• _Work instruction_
Output should begin at the line holding "Expected output, for every instance of the earphones, the" and end at the last line of the entries; print those lines verbatim and no others.

[Extracted records]
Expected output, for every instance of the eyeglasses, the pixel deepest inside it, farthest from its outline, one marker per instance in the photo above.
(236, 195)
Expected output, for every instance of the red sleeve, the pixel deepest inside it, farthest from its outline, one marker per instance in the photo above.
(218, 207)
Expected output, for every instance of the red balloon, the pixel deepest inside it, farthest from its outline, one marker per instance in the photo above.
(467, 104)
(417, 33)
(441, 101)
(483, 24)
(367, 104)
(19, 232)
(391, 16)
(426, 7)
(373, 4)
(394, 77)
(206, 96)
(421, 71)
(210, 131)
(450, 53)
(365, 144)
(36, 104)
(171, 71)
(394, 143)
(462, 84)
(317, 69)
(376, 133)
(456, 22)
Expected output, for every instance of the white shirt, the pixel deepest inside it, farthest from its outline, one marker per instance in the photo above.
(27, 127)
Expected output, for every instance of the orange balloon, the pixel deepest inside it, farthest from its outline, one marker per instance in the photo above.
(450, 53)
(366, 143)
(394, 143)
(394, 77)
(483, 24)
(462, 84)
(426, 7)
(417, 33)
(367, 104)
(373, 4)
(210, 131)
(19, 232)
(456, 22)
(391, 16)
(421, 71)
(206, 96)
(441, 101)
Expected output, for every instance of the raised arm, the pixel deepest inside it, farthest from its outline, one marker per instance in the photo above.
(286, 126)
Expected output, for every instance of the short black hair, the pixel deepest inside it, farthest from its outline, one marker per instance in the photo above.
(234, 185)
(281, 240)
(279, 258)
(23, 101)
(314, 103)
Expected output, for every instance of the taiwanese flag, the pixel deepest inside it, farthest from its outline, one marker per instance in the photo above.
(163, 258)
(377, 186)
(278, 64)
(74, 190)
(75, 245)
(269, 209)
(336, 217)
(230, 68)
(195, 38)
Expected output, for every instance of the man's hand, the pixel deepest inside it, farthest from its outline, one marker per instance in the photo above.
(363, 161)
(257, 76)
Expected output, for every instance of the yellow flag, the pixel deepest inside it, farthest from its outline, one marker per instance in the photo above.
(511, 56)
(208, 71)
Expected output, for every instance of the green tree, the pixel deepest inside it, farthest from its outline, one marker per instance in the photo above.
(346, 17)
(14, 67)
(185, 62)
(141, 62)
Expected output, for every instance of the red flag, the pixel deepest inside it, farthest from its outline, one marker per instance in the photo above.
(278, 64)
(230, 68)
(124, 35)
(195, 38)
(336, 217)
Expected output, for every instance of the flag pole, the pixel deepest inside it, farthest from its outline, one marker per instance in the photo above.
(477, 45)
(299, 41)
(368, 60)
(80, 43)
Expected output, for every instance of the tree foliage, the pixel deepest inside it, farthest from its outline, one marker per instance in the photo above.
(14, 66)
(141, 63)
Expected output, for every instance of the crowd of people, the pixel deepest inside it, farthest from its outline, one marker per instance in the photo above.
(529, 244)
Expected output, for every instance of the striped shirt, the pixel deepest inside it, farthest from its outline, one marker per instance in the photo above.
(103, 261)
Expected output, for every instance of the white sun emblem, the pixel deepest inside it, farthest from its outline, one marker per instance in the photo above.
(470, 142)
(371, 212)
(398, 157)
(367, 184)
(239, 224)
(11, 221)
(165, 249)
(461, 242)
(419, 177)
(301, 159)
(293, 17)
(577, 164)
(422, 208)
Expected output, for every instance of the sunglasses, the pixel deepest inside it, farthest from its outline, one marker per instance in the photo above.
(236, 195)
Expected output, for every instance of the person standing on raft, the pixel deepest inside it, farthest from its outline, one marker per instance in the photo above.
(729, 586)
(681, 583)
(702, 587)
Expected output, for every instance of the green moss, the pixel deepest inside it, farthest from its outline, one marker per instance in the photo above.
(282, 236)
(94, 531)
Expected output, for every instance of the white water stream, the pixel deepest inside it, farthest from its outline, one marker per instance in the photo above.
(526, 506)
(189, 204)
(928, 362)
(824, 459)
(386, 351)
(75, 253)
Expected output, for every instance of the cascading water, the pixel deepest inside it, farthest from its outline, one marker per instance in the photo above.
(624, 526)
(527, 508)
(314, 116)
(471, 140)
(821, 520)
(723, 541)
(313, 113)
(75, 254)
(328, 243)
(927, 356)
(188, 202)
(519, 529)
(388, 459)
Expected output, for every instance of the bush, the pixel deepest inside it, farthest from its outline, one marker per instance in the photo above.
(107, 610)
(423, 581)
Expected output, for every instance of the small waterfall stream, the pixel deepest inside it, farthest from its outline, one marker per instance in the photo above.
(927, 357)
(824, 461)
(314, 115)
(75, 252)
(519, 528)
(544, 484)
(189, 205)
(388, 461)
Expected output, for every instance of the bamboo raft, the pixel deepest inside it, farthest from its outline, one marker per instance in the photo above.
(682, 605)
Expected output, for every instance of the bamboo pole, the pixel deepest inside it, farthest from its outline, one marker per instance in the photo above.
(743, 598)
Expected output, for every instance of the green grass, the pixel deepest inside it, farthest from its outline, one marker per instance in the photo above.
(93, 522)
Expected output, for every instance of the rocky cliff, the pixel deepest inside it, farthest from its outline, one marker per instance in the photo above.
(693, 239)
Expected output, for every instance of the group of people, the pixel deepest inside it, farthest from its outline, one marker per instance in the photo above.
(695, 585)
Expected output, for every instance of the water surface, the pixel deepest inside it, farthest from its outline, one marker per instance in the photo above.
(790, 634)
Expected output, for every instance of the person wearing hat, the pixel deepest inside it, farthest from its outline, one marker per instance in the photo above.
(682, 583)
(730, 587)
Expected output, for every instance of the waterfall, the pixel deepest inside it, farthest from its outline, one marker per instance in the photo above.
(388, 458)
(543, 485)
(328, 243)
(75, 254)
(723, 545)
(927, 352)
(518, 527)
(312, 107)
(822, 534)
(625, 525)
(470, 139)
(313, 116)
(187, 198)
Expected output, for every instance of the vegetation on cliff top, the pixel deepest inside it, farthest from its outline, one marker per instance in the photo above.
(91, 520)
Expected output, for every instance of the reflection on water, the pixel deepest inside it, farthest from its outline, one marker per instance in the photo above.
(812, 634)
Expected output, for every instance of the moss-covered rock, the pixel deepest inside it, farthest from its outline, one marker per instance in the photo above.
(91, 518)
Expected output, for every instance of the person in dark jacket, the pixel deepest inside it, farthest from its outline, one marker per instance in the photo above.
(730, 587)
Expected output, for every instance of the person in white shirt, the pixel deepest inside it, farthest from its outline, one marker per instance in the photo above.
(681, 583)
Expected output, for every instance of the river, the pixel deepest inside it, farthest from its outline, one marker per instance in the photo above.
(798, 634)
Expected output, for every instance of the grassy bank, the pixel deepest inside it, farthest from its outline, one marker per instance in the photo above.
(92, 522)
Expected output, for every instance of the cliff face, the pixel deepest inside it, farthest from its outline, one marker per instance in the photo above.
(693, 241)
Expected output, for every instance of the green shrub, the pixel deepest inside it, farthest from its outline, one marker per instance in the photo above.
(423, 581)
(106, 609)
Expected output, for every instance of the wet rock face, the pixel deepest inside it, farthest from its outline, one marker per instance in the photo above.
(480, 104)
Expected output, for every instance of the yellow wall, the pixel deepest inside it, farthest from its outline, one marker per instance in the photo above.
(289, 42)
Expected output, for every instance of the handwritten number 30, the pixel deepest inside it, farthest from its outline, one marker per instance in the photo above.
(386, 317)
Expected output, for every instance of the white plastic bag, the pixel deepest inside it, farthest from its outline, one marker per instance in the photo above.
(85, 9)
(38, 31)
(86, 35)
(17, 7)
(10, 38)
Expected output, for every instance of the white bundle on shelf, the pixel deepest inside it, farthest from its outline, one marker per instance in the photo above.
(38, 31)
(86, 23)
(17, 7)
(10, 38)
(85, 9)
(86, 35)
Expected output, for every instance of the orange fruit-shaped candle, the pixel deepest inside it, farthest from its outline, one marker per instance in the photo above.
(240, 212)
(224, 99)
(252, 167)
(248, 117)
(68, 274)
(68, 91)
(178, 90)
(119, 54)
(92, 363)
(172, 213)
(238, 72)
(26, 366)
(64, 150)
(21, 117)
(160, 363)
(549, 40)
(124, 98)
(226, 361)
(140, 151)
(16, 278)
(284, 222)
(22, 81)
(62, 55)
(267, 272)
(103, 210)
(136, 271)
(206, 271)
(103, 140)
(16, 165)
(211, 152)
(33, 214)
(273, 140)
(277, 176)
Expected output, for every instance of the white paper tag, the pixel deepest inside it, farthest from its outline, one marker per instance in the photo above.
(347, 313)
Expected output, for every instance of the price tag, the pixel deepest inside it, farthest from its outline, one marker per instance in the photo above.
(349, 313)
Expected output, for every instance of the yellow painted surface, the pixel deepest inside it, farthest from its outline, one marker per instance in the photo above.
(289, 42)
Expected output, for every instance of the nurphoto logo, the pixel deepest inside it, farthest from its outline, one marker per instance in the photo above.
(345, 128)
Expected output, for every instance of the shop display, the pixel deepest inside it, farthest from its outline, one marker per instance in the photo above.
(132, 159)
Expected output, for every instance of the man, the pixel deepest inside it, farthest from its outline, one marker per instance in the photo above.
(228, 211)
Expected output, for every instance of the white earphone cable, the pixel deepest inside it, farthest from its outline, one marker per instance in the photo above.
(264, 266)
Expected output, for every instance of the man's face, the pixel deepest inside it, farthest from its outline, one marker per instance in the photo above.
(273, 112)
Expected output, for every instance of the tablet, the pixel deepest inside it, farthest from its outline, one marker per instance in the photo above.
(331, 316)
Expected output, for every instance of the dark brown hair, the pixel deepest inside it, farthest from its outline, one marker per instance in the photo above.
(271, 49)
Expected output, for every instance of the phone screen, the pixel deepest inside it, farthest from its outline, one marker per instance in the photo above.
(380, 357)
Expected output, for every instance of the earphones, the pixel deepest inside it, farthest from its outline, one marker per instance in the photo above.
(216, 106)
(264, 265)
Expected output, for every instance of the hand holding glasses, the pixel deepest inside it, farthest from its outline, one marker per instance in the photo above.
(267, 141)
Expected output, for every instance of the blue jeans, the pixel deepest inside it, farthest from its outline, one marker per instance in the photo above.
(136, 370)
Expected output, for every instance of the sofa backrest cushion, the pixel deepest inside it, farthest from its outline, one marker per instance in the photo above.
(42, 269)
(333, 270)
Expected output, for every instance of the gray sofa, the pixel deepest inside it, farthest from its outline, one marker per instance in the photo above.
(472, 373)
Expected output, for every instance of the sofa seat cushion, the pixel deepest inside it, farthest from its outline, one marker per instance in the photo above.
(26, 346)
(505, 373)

• _Written answer_
Expected output, for every instance of the earphones, the pixel deepest inside it, farthest from its outline, one marker per instance in the photo above.
(216, 106)
(264, 265)
Expected output, for every instance of the hand holding glasses, the pixel deepest inside it, farthest from its outline, one marker per instance in the photo above.
(267, 141)
Expected output, for every instance of the blue jeans, the pixel deepest inside it, farthest from its outline, one marker per instance in the photo above.
(136, 370)
Expected output, for every instance of the sofa backrest cushion, the pixel deepest inside it, farthest from its outline, one marker per instance in the photo above.
(42, 269)
(333, 270)
Expected output, for every instance of the gray sofa, the pixel deepest inside it, farthest from its outline, one marker per instance in the photo above.
(472, 373)
Expected output, for every instance of the sofa seat cushion, the pixel deepest inside it, farthest from its outline, one marker per instance in the photo above.
(26, 346)
(505, 373)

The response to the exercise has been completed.